(Listed records begins)

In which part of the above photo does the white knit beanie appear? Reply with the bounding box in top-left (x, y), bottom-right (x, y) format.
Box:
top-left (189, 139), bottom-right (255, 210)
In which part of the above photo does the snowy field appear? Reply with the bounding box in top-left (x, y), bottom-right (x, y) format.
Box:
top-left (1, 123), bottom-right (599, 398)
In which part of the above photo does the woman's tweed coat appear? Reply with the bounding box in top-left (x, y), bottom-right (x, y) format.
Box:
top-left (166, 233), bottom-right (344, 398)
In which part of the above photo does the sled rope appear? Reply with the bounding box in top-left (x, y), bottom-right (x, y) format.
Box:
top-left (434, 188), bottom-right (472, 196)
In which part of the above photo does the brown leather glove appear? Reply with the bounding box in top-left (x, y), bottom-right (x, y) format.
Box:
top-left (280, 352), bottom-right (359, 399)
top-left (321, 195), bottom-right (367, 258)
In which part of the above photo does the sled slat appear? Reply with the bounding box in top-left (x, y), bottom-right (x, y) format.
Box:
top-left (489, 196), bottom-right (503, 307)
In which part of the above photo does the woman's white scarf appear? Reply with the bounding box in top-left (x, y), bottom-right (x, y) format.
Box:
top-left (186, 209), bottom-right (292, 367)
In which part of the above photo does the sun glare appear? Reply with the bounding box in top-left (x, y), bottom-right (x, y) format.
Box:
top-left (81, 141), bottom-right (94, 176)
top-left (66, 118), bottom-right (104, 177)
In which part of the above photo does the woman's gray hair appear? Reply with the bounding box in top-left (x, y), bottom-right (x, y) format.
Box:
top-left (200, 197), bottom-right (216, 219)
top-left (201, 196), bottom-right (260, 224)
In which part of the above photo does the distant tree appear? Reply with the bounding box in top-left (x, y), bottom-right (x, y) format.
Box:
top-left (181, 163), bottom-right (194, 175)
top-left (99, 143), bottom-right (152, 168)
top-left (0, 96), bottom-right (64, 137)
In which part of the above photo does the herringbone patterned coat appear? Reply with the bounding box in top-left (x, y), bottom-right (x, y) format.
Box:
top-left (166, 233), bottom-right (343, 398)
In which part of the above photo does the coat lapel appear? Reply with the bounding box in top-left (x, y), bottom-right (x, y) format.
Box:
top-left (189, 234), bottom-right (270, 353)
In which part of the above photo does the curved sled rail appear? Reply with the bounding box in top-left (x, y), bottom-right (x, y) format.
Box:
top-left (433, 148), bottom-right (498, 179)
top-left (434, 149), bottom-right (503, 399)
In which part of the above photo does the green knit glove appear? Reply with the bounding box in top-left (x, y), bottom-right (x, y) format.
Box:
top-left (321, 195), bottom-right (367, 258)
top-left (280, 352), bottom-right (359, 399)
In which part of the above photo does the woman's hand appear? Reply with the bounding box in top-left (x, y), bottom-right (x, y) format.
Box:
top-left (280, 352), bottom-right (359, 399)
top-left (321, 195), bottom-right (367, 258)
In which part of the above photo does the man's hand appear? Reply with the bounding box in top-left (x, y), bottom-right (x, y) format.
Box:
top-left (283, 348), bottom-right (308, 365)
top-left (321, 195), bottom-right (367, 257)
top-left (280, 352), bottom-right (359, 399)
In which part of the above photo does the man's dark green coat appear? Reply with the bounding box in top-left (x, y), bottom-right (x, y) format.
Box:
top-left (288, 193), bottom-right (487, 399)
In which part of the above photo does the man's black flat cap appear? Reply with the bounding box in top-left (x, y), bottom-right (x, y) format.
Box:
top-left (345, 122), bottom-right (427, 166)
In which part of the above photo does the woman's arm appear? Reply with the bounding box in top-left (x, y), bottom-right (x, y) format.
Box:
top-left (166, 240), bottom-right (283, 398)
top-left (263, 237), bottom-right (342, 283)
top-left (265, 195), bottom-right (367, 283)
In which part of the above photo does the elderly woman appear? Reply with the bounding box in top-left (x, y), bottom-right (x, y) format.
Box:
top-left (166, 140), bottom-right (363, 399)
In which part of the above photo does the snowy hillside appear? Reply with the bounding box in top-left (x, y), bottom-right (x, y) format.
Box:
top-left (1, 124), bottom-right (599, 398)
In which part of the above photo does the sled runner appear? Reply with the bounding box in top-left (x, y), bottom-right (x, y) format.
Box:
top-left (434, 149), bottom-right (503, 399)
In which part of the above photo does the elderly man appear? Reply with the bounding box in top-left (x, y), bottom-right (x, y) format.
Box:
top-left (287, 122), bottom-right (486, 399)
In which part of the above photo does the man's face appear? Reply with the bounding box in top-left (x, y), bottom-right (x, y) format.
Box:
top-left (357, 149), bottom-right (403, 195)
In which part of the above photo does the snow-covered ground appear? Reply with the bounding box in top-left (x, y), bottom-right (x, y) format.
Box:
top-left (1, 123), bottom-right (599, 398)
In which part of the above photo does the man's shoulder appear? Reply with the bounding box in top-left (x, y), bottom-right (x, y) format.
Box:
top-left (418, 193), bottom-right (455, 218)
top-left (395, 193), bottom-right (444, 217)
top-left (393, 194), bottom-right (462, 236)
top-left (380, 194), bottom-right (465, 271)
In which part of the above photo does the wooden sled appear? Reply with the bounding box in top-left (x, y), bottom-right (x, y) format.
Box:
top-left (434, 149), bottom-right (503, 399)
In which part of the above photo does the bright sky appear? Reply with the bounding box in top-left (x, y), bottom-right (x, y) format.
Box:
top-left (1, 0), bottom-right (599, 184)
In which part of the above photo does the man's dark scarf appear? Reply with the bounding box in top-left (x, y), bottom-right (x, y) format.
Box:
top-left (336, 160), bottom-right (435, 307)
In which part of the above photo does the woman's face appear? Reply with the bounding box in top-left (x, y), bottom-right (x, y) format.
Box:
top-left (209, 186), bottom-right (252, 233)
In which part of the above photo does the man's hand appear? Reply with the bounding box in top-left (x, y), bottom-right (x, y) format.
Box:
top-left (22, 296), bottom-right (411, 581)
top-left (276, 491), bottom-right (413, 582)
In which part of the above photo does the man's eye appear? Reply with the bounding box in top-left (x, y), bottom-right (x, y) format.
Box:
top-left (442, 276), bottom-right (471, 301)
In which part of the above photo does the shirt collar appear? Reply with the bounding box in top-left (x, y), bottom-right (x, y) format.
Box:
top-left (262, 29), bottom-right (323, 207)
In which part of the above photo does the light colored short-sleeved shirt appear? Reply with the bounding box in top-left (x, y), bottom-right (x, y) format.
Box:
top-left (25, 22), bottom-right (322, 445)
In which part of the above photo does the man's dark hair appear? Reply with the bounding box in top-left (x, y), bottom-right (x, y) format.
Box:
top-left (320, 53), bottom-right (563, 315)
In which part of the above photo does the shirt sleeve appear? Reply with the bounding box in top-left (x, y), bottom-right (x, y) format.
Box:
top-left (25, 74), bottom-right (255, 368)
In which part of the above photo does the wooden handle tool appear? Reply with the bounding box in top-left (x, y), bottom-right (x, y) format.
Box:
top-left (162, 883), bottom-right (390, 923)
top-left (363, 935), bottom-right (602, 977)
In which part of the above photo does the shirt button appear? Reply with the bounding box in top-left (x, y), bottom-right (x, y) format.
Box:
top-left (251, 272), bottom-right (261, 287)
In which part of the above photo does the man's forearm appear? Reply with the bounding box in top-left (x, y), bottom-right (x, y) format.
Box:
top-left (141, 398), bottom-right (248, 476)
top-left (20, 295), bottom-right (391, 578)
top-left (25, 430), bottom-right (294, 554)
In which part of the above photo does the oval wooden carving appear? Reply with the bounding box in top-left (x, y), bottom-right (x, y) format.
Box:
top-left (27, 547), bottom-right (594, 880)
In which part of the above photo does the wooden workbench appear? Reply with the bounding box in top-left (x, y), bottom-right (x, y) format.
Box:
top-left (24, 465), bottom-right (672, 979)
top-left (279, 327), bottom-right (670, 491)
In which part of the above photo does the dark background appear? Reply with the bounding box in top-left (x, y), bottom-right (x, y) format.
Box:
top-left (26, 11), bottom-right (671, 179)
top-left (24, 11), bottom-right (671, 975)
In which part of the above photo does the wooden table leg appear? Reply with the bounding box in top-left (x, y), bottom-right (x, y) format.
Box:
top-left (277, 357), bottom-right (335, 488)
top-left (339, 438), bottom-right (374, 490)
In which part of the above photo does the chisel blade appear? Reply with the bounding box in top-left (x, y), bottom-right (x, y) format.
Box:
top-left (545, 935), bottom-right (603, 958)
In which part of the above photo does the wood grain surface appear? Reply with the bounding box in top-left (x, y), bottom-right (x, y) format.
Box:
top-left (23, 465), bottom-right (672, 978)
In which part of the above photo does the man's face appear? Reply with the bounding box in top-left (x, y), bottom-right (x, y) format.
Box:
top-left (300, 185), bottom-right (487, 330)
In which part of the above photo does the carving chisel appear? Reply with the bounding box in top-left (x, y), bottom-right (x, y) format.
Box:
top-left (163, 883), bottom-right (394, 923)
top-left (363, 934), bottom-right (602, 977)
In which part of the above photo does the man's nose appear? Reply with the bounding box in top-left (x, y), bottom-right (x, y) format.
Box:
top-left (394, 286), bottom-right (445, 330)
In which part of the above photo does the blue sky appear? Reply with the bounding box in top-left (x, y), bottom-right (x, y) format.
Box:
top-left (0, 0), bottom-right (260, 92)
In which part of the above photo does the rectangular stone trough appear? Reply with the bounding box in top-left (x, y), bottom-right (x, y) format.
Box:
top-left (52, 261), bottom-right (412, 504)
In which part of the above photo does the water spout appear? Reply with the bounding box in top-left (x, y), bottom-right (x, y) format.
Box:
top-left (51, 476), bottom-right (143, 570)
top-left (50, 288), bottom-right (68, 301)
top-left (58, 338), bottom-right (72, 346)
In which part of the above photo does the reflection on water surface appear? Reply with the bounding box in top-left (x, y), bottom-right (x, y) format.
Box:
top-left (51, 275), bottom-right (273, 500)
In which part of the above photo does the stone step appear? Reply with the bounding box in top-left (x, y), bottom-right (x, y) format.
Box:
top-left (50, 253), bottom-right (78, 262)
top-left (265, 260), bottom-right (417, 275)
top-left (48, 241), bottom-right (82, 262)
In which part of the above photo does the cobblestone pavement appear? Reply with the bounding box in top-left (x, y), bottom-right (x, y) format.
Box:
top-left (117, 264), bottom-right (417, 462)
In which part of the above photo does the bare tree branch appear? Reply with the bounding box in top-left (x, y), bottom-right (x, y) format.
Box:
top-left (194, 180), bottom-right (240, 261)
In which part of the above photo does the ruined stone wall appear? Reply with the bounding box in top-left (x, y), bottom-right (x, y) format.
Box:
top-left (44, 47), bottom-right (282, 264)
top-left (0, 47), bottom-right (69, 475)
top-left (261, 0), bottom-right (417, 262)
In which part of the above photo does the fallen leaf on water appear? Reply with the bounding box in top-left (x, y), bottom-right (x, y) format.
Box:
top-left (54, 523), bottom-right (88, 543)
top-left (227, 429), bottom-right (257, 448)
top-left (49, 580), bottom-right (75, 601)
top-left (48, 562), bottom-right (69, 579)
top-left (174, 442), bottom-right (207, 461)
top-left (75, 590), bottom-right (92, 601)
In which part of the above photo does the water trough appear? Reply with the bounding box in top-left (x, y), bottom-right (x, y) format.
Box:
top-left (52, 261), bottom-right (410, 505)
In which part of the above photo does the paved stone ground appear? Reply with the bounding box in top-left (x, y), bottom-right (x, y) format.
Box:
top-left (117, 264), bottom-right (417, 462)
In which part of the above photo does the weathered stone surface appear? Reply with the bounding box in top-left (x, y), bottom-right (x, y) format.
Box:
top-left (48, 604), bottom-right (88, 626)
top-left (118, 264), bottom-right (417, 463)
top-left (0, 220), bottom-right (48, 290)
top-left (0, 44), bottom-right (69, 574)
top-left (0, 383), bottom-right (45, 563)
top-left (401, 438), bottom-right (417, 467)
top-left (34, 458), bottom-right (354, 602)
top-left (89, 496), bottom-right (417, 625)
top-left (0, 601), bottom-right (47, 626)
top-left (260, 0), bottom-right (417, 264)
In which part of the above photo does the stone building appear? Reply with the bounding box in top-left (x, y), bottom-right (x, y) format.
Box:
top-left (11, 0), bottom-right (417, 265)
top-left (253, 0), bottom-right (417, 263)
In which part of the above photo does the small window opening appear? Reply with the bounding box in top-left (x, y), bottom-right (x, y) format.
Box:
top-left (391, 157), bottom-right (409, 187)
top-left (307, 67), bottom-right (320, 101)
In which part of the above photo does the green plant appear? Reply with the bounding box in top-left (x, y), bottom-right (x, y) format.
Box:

(Listed records ends)

Count how many lines of the records hold the string "scarf"; the answer is that number alone.

2